**Records provided**
## start
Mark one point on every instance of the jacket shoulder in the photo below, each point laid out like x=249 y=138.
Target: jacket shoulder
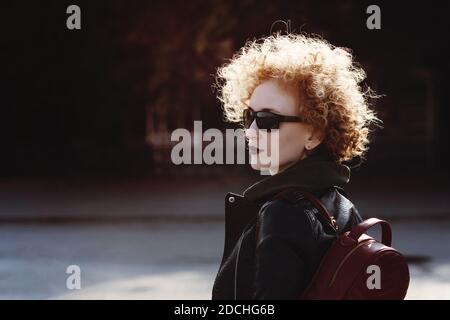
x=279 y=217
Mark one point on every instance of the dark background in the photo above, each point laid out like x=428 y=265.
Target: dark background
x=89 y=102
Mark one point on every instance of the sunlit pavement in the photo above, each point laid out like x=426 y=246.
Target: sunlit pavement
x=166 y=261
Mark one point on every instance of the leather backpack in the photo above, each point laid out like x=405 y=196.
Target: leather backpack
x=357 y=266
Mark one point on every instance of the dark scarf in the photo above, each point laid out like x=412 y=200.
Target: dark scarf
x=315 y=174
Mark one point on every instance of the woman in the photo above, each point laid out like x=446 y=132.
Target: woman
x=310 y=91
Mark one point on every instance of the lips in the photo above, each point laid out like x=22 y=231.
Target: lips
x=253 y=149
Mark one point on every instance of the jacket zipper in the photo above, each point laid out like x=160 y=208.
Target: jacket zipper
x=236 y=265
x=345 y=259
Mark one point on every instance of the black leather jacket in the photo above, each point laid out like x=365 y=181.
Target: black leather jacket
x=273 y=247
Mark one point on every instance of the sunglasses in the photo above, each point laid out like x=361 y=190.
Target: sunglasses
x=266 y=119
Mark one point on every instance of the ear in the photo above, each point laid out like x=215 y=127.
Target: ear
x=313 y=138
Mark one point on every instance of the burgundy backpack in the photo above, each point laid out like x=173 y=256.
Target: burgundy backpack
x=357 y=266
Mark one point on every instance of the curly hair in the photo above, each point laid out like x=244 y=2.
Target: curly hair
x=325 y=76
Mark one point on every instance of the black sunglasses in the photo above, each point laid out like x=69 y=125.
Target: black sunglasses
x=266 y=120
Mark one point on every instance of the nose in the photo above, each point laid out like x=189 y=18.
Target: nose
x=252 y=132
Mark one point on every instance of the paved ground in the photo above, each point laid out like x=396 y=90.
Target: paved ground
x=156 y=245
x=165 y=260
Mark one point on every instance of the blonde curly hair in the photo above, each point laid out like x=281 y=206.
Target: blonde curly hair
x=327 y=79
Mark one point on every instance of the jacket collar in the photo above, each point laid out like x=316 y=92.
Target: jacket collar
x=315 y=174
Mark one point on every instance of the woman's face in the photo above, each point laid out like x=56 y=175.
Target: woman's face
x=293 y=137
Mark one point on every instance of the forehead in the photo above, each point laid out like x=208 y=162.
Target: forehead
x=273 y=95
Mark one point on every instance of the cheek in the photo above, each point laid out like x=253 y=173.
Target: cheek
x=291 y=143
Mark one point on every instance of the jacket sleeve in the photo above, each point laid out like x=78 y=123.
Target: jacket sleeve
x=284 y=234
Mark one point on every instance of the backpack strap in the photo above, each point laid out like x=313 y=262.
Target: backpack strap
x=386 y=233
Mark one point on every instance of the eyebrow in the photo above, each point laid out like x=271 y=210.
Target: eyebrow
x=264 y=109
## end
## start
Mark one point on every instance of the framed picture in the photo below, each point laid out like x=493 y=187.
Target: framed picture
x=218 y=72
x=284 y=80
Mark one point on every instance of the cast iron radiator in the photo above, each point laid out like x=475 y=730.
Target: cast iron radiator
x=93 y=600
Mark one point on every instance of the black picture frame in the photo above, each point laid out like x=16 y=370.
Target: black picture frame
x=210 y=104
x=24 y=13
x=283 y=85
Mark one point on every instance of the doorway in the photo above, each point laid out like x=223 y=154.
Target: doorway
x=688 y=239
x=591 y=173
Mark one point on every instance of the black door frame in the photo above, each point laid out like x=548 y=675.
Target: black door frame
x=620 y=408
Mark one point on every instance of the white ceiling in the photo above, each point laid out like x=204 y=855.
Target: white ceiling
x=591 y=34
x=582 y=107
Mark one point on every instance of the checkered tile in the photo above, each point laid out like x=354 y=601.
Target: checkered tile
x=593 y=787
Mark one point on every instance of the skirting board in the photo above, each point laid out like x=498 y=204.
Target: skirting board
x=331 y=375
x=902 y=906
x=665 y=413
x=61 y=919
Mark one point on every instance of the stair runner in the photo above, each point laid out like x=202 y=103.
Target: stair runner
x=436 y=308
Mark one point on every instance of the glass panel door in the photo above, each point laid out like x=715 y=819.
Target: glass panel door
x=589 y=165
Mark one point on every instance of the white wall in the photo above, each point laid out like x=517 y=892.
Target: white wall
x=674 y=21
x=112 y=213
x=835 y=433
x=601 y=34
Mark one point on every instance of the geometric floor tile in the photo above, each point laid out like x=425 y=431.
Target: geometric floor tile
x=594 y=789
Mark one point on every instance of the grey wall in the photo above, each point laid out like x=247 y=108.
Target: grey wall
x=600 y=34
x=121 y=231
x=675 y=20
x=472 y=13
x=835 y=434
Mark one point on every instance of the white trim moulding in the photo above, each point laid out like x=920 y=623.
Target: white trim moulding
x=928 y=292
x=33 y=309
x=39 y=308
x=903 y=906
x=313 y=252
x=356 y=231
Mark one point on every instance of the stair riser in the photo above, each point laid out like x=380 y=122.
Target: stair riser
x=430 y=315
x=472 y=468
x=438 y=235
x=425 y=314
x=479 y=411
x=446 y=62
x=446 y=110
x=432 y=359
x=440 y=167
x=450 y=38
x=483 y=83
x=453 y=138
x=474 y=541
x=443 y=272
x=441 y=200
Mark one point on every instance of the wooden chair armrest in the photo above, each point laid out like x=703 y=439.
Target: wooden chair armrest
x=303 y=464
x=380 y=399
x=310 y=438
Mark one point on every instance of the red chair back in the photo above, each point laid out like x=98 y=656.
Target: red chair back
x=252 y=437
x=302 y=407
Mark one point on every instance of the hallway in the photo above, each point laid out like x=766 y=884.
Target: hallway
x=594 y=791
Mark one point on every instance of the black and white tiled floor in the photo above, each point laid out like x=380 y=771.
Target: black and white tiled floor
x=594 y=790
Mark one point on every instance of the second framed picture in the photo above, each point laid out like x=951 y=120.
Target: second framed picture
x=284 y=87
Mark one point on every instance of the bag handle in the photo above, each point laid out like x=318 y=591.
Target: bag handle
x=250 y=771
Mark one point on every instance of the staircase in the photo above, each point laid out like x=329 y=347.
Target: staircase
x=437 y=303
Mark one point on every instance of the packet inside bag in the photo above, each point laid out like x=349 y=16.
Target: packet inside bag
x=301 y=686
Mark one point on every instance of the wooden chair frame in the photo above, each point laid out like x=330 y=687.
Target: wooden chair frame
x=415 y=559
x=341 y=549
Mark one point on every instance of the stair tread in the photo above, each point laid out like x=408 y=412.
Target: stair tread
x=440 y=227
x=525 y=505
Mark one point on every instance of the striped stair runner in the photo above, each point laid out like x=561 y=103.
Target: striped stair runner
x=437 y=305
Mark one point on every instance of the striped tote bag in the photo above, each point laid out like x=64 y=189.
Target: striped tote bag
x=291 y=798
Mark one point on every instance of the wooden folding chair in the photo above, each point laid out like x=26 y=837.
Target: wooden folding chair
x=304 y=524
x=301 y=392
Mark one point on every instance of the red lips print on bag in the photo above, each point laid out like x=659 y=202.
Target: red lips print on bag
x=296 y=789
## end
**Task instructions**
Copy the data above verbatim, starting at the line that contains "Mark one point on every instance of the ear" and ending after the line that contains "x=266 y=120".

**Right answer**
Mark one point on every instance of the ear in the photo above, each point laid out like x=215 y=127.
Target: ear
x=313 y=138
Mark one point on every instance of the burgundy backpack in the photo above, each point laid out like x=173 y=256.
Target: burgundy backpack
x=357 y=266
Mark one point on every instance of the curly hair in the photo above, each point laid out like x=244 y=2.
Target: curly hair
x=325 y=76
Mark one point on every instance of the black sunglasses in the photo above, each point laid out like x=69 y=125.
Target: black sunglasses
x=266 y=120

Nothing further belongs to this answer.